» WHAT IS REQUIRED
Rewrite the entries from the line containing "of the concrete" through the end of the entries, replacing "Annotation pass" with "Labeling pass" and leaving everything else unchanged.
## begin SUPPLIED RECORDS
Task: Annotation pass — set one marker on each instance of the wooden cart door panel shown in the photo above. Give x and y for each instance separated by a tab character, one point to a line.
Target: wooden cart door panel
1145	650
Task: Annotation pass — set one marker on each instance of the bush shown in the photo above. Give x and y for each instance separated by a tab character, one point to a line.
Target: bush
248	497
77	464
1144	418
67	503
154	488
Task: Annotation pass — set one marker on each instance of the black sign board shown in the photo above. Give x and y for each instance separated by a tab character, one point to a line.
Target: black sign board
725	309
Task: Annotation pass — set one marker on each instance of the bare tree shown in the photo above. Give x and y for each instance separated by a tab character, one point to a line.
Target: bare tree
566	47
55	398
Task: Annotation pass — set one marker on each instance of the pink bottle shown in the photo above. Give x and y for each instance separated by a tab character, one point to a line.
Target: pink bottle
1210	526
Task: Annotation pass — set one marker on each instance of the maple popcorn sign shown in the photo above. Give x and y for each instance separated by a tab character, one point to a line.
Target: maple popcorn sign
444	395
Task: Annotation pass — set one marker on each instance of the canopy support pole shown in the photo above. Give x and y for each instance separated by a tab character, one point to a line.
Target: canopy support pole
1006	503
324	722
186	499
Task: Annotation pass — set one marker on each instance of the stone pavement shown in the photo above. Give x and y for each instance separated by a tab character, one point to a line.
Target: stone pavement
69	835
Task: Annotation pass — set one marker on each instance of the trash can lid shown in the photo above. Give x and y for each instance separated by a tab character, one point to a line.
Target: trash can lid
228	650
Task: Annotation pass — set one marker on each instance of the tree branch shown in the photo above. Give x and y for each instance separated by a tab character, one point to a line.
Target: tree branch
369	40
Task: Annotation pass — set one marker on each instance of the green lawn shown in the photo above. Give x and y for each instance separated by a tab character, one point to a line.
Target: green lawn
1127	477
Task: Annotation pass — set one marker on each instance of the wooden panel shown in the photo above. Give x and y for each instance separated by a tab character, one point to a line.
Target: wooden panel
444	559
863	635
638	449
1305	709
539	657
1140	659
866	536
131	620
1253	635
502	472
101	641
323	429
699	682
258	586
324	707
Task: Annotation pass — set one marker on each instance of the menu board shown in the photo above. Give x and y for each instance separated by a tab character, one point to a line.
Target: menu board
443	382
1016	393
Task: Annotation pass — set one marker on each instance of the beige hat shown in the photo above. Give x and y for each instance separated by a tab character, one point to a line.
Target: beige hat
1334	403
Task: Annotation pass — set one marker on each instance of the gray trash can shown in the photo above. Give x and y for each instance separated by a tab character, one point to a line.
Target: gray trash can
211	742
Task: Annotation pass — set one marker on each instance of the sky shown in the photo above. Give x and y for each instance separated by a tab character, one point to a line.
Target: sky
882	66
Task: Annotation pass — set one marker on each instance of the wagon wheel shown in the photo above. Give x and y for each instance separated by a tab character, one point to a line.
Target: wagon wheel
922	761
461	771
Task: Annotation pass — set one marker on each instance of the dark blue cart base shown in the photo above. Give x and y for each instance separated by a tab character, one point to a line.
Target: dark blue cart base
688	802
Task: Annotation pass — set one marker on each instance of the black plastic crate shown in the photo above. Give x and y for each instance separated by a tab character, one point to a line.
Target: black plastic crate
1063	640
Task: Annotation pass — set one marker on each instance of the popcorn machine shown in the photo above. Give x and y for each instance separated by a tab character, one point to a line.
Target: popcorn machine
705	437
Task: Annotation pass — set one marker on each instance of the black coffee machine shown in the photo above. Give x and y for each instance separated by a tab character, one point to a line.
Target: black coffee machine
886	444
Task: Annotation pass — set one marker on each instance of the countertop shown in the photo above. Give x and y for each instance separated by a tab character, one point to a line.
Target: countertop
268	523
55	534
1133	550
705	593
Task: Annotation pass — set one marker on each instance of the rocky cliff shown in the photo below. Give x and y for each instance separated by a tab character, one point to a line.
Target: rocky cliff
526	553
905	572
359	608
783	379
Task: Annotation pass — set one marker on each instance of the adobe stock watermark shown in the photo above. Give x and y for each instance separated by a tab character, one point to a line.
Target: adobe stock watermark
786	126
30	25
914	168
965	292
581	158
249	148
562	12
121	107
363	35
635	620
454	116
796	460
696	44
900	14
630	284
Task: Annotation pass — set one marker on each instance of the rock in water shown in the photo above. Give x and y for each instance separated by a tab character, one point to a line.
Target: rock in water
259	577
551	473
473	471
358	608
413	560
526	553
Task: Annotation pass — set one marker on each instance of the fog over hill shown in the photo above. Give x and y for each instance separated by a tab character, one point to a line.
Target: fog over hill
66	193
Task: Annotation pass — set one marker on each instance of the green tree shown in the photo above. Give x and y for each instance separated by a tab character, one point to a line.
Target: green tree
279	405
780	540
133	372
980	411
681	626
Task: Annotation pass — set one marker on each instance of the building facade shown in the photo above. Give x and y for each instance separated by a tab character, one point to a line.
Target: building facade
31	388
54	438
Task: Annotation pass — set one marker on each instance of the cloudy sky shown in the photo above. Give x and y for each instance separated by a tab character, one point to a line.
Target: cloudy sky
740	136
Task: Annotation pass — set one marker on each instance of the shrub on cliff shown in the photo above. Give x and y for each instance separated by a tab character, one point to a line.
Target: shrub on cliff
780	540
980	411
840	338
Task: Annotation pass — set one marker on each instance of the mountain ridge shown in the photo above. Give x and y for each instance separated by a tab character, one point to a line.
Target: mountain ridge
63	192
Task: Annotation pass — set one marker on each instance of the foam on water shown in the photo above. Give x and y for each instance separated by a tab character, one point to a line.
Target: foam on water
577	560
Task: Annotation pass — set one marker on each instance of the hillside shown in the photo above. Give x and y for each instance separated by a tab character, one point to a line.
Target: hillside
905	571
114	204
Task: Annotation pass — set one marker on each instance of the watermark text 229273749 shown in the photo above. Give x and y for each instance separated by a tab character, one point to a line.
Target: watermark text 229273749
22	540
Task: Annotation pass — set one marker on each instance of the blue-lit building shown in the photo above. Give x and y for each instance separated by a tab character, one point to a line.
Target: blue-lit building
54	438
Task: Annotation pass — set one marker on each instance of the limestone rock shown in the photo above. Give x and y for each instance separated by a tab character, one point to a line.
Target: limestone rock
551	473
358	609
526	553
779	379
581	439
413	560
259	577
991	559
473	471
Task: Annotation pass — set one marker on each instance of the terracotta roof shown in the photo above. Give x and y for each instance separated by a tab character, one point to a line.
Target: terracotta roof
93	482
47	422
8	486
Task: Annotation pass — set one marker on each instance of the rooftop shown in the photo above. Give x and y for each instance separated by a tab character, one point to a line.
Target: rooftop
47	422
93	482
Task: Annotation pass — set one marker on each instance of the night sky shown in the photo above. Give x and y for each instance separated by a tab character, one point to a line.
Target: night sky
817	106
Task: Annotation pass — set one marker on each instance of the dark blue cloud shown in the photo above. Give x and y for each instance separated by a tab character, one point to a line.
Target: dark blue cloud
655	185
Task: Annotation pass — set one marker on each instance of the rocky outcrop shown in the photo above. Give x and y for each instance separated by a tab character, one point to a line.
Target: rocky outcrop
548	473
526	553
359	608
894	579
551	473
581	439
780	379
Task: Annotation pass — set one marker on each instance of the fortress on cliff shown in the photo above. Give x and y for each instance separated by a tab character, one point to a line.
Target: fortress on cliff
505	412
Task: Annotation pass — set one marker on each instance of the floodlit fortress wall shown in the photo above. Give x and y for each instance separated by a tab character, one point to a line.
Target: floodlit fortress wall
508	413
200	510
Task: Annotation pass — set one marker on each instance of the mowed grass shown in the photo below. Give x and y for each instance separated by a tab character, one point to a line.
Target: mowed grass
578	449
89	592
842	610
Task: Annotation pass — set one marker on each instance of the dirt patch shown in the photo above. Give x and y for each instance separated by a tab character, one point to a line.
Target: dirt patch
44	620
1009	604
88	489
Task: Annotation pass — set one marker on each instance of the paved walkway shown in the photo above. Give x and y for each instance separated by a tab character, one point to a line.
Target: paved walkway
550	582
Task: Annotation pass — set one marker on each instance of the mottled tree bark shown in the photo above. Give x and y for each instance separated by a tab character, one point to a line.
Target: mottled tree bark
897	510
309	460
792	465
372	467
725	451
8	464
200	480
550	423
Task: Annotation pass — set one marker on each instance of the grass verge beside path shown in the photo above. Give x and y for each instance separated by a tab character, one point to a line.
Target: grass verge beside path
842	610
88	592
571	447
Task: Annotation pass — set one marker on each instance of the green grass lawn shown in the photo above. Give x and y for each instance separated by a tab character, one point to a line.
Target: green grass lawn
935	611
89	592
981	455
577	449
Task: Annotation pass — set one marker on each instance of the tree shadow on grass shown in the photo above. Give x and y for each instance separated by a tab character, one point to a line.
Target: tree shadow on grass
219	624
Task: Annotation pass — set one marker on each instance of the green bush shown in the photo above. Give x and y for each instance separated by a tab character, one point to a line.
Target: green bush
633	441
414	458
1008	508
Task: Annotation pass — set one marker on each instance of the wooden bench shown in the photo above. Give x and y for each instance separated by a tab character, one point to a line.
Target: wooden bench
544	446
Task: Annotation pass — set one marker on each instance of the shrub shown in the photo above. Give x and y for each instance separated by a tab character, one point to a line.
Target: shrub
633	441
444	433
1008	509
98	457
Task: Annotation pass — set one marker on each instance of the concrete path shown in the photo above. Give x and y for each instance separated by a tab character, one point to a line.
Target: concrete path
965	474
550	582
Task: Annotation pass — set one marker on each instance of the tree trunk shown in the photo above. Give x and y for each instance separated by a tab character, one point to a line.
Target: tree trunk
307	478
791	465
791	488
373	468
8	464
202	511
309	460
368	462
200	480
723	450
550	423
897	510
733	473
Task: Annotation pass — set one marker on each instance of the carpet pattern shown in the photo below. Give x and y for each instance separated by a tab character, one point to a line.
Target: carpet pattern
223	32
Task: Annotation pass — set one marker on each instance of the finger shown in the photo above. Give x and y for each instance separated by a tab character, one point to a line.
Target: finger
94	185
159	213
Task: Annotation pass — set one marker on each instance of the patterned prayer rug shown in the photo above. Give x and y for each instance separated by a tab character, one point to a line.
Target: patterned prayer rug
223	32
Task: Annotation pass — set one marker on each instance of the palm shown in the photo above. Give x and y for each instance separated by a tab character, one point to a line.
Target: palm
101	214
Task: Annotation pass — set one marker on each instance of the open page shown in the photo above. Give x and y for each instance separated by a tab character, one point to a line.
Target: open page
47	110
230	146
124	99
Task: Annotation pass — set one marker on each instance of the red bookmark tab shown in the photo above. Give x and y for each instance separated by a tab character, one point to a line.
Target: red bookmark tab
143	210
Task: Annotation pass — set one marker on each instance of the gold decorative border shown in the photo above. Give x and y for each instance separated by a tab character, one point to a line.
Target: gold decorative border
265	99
## end SUPPLIED RECORDS
» RESULT FOR THIS TASK
Task: Labeling pass — set one marker on each instance of the concrete path shown in the photo above. Give x and y for each instance separated by a tab character, one point to a line.
Target: concrete path
965	474
550	582
Task: Labeling pass — set one marker on each instance of the tree trunk shown in the photo above. Give x and y for each instance separated by a tab character, one point to a line.
Target: tree trunk
307	478
791	465
791	488
373	468
8	464
202	511
309	460
368	462
200	480
723	450
550	423
897	510
733	473
Task: Labeling pass — set one marker on each instance of the carpet pattern shown in the photo below. Give x and y for each instance separated by a tab character, one point to a line.
Target: carpet pattern
223	32
Task: Labeling pass — set one marker on each instance of the finger shown in the photo above. Give x and y for each instance separated by a tab character, one point to a line.
Target: finger
94	185
159	213
Task: Labeling pass — set one marker on each instance of the patterned prayer rug shown in the photo above. Give x and y for each instance separated by a tab character, one point to a line.
Target: patterned prayer rug
223	32
Task: Labeling pass — set one marker on each instance of the palm shown in the photo above. Give x and y for each instance separated by a tab character, one point to a line.
Target: palm
101	214
Task: Labeling pass — set one marker on each instance of the open page shown in the photo above. Give x and y for each instance separated by a tab character, one point to a line.
Target: open page
47	110
230	146
124	99
Task: Labeling pass — set one marker on each instance of the red bookmark tab shown in the photo above. Give x and y for each instance separated by a tab character, one point to a line.
Target: red bookmark tab
143	210
Task: Labeling pass — set one marker on each instance of the gold decorative border shown in the photo above. Give x and y for each instance separated by a tab character, one point to a line.
Target: gold decorative border
265	99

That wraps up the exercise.